**What is being asked**
Put the records below into a numbered list, leaving out any blank lines.

···

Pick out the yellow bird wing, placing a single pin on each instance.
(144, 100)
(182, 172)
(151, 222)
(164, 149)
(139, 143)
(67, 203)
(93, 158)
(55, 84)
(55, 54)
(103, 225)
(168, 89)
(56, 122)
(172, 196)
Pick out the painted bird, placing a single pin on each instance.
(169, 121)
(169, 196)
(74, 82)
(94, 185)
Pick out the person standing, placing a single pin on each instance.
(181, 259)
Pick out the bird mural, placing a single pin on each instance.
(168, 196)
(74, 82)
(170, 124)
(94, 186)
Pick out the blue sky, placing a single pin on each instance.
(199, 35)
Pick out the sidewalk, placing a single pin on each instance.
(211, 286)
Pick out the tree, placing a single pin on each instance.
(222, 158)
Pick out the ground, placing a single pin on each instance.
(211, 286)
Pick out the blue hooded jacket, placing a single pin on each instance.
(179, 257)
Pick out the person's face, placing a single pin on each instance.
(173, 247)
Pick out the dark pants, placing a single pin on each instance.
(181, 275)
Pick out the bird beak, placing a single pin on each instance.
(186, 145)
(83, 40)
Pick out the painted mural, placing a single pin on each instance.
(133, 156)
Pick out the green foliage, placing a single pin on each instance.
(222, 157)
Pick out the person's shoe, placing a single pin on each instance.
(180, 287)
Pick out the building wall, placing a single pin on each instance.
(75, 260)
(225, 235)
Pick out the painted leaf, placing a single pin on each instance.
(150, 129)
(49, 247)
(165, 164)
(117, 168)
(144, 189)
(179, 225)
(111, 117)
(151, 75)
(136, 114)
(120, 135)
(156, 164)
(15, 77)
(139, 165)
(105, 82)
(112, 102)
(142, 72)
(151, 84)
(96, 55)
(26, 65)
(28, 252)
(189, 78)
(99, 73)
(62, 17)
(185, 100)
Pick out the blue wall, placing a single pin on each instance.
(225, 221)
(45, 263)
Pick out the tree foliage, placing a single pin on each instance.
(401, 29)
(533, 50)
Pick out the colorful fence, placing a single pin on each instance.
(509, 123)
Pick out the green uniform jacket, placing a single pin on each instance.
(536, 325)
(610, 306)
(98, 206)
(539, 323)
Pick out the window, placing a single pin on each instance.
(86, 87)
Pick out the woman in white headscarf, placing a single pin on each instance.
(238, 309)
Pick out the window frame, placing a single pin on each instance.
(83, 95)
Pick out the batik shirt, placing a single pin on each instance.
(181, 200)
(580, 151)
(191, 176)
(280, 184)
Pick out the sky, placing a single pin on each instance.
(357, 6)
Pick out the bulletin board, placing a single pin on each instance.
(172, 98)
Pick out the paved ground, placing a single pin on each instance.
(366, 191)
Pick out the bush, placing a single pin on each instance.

···

**Exercise solution**
1. Pick out the yellow bird wing, placing a single pin on each instance.
2. (144, 100)
3. (182, 172)
4. (151, 222)
5. (164, 149)
6. (139, 143)
7. (67, 203)
8. (93, 158)
9. (55, 84)
10. (55, 54)
11. (103, 225)
12. (168, 89)
13. (56, 122)
14. (172, 196)
15. Pick out the painted bird, placing a single pin on each instance.
16. (169, 121)
17. (169, 196)
18. (74, 82)
19. (94, 185)
20. Pick out the person standing, placing a single pin on each instance.
21. (181, 259)
22. Pick out the bird mural, placing a single pin on each instance.
23. (168, 196)
24. (74, 82)
25. (170, 124)
26. (94, 186)
27. Pick out the blue sky, placing a single pin on each instance.
28. (199, 35)
29. Pick out the sidewalk, placing a single pin on each instance.
30. (211, 286)
31. Pick out the tree, placing a single pin on each instance.
32. (222, 158)
33. Pick out the ground, placing a single pin on each instance.
34. (211, 286)
35. Pick out the blue hooded jacket, placing a single pin on each instance.
36. (179, 257)
37. Pick out the person's face, placing a single pin on each instance.
38. (173, 247)
39. Pick out the dark pants, placing a single pin on each instance.
40. (181, 275)
41. Pick out the bird beak, placing a single pin on each instance.
42. (186, 145)
43. (83, 40)
44. Pick out the painted mural, placing a single pin on each instance.
45. (133, 156)
46. Pick out the green foliage, placing a single pin on each instance.
47. (222, 157)
48. Pick out the person's shoe, placing a single pin on each instance.
49. (180, 287)
50. Pick out the building wall, placing a single pin on each instance.
51. (75, 260)
52. (225, 235)
53. Pick out the painted leaf, placing a single pin on each instance.
54. (150, 129)
55. (49, 247)
56. (165, 164)
57. (117, 168)
58. (144, 189)
59. (179, 225)
60. (111, 117)
61. (151, 75)
62. (136, 114)
63. (120, 135)
64. (156, 164)
65. (15, 77)
66. (139, 165)
67. (105, 82)
68. (112, 102)
69. (142, 72)
70. (151, 84)
71. (96, 55)
72. (26, 65)
73. (28, 252)
74. (189, 78)
75. (99, 73)
76. (62, 17)
77. (185, 100)
78. Pick out the blue wall, placing a single pin on each instance.
79. (225, 221)
80. (45, 263)
81. Pick out the tree foliage, placing a single pin on each instance.
82. (401, 29)
83. (533, 50)
84. Pick out the colorful fence, placing a single pin on each instance.
85. (509, 123)
86. Pick out the green uniform jacket, placing a single pin on each instance.
87. (536, 325)
88. (610, 306)
89. (98, 206)
90. (539, 323)
91. Pick out the window, placing a single pin on each instance.
92. (86, 87)
93. Pick out the woman in white headscarf, placing a single pin on each instance.
94. (238, 309)
95. Pick out the window frame, placing a single pin on each instance.
96. (83, 95)
97. Pick out the batik shirt, placing a single pin on each instance.
98. (181, 200)
99. (580, 151)
100. (191, 176)
101. (280, 184)
102. Pick out the sky, placing a single pin on each instance.
103. (357, 6)
104. Pick out the bulletin board, placing a single pin on each instance.
105. (172, 98)
106. Pick out the paved ground, placing a single pin on each instance.
107. (366, 191)
108. Pick out the bush, placing a single pin on each instance.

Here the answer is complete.